▸ **AIM OF THE EXERCISE**: Could you reproduce every record below exactly as it stands?

▸ **DATA TO USE**:
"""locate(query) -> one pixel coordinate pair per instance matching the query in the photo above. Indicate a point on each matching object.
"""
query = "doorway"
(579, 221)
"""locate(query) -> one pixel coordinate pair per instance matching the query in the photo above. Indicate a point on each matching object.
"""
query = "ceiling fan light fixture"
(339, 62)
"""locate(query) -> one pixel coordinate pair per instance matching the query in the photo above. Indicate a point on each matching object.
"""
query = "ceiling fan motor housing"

▸ **YOUR SOLUTION**:
"""locate(query) -> one pixel coordinate pair per instance matching the query in the photo above. Indicate a point on each matching object.
"""
query = "doorway"
(579, 221)
"""locate(query) -> one pixel coordinate pair per instance matching the query in the photo above. Indicate a point on each matching object.
"""
query = "ceiling fan light fixture"
(339, 62)
"""locate(query) -> one pixel coordinate pair per instance matching the query in the photo above. Indicate a point on each matching object.
"""
query = "ceiling fan motor housing"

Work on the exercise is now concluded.